Supplied data:
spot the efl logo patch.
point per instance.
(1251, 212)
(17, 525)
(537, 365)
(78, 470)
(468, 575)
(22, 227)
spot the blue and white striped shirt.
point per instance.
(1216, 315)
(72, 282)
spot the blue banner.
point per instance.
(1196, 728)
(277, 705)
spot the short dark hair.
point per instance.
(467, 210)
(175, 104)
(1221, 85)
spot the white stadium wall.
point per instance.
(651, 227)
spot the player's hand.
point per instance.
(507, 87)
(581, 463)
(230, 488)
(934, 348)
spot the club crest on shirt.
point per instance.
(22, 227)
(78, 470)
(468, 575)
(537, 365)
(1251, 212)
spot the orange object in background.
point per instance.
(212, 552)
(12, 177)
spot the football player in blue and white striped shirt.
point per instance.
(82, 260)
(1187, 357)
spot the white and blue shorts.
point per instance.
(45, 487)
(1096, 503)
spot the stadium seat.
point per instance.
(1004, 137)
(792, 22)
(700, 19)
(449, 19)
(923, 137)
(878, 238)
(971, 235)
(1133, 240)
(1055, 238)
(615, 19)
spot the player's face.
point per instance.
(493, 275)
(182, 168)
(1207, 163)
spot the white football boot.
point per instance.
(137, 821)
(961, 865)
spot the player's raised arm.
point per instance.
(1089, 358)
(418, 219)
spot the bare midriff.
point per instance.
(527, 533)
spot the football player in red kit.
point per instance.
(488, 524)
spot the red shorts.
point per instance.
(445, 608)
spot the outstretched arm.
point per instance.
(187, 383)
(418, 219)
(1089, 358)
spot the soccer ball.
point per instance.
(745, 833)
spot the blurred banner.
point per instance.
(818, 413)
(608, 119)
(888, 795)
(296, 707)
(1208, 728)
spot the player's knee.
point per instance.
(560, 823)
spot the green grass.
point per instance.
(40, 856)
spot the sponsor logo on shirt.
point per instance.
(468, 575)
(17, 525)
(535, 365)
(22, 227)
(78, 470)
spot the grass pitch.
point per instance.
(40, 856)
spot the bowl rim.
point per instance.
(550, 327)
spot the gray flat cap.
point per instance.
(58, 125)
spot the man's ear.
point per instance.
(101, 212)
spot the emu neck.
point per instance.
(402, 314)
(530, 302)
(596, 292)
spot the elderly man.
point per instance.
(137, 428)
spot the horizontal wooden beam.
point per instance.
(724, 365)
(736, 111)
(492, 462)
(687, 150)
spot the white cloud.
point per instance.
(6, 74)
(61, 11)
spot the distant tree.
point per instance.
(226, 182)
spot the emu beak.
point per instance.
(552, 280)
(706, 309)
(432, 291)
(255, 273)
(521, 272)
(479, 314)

Activity:
Pull every line with the string "shirt" from the data above.

Exercise result:
spot the blue and white striped shirt.
spot the club crest on shirt.
spot the football player in blue and white striped shirt.
spot the sponsor logo on shirt.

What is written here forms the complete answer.